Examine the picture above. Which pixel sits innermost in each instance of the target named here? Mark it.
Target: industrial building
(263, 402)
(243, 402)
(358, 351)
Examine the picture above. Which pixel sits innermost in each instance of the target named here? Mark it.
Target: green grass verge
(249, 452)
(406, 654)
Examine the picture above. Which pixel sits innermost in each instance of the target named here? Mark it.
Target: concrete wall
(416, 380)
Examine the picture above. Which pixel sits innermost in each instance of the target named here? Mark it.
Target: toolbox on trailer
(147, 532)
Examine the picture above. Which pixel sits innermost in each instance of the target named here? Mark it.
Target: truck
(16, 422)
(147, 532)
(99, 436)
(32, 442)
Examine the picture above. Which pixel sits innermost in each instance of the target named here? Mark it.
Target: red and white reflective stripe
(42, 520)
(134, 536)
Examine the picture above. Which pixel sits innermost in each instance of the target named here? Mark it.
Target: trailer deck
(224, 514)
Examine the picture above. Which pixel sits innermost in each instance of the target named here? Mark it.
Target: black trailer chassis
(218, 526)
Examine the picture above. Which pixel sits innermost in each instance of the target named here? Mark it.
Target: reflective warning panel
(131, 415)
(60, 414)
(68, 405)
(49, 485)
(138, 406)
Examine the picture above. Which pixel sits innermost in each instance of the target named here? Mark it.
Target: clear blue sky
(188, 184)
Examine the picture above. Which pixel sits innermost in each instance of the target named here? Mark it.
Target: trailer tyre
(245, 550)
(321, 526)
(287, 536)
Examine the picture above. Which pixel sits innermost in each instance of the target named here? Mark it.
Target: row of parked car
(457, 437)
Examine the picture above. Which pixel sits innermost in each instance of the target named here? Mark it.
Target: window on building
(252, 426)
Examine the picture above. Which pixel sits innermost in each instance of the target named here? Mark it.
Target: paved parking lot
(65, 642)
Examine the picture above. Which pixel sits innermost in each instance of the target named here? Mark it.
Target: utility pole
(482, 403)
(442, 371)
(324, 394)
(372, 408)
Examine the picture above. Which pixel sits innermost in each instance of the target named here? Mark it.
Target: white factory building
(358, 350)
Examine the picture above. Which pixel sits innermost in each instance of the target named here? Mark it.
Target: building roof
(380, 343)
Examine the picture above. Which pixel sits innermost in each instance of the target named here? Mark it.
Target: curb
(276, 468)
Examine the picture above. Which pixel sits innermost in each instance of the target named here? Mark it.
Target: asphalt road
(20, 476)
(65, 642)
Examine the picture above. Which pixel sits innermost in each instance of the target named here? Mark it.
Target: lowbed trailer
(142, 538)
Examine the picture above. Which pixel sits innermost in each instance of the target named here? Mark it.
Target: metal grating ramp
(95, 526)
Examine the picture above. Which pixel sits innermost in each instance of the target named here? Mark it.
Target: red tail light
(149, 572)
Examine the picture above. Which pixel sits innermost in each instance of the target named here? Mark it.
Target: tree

★ ★ ★ ★ ★

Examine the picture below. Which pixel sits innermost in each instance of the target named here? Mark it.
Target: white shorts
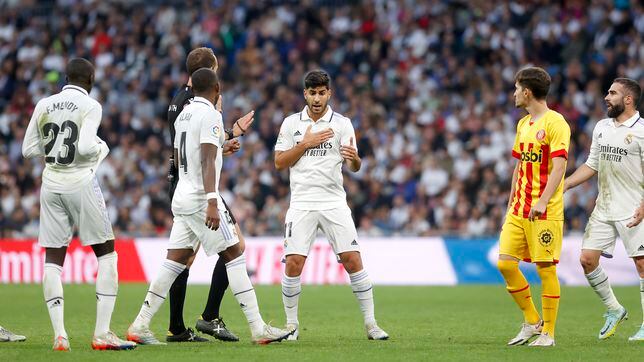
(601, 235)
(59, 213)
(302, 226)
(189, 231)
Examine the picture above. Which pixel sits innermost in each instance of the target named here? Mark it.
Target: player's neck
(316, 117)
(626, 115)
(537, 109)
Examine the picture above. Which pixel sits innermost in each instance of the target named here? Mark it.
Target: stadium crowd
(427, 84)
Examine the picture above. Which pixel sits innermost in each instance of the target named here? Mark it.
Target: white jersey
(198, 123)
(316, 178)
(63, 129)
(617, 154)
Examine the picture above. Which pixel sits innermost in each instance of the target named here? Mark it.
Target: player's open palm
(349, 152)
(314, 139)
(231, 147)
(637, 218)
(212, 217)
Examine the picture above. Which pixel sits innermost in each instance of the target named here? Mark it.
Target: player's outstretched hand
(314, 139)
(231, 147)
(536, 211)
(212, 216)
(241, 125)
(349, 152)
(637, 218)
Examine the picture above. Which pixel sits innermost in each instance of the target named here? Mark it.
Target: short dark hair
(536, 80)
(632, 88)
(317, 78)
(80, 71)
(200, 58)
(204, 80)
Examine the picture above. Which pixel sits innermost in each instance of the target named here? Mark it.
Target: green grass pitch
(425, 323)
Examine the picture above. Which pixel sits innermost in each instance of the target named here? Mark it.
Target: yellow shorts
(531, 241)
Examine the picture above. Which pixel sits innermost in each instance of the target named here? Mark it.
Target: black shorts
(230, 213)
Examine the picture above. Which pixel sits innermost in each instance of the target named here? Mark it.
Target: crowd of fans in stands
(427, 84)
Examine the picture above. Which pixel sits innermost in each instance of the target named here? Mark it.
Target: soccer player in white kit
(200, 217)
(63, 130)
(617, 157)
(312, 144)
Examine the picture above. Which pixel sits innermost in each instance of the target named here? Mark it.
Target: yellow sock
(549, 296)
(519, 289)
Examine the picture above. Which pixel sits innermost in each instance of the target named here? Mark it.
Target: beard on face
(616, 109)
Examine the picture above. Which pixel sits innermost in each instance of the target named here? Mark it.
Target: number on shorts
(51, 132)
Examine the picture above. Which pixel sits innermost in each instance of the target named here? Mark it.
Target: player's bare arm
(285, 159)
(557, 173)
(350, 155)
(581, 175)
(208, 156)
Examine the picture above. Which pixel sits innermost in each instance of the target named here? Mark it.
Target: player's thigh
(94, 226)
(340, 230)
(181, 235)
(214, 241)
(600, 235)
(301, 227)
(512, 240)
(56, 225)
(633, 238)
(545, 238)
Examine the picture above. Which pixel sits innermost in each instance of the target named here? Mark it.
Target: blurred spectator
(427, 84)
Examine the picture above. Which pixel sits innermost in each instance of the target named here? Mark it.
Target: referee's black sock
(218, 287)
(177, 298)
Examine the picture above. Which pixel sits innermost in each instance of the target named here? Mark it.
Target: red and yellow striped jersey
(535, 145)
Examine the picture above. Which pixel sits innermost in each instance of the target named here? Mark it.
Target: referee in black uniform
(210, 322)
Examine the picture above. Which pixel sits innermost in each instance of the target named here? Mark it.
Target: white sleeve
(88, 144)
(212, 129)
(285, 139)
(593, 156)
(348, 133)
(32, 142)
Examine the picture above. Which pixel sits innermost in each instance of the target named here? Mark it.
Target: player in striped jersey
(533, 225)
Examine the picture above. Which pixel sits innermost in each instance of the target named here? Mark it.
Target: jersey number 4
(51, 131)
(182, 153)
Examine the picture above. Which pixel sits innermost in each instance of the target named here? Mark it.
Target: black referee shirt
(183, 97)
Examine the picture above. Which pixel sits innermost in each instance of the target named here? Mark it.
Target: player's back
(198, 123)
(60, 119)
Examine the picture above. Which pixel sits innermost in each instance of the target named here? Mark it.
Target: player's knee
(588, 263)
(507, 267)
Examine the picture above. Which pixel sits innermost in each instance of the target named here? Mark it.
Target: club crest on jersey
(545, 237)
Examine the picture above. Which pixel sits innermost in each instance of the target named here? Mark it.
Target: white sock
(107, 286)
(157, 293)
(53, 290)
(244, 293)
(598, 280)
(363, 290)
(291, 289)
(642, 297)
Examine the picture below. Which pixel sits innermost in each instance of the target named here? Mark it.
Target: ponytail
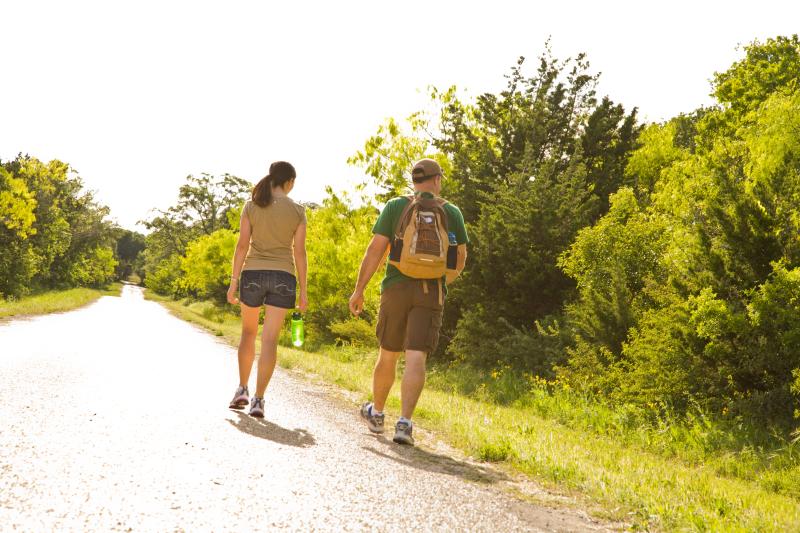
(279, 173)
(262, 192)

★ ★ ★ ★ ★

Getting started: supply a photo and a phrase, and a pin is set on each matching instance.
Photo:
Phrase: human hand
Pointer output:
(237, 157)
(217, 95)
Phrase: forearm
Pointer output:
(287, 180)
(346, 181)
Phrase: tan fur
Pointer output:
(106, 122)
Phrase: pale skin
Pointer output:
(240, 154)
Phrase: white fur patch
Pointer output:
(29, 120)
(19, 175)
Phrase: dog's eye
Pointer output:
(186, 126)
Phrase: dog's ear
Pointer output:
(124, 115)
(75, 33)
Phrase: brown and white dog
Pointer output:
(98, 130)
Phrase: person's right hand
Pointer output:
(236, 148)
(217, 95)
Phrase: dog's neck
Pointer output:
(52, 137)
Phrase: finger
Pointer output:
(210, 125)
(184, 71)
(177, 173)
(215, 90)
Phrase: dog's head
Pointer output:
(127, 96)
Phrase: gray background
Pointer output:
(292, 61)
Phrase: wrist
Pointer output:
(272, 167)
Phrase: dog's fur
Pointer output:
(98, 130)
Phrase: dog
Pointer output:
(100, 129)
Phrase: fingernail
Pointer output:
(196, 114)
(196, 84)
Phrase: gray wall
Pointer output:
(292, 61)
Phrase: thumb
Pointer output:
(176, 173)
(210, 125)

★ ★ ★ ★ ★

# [PROBLEM]
Please give the number of lines in the material above that contain the string "gray", and nothing else.

# [WRITTEN REPLY]
2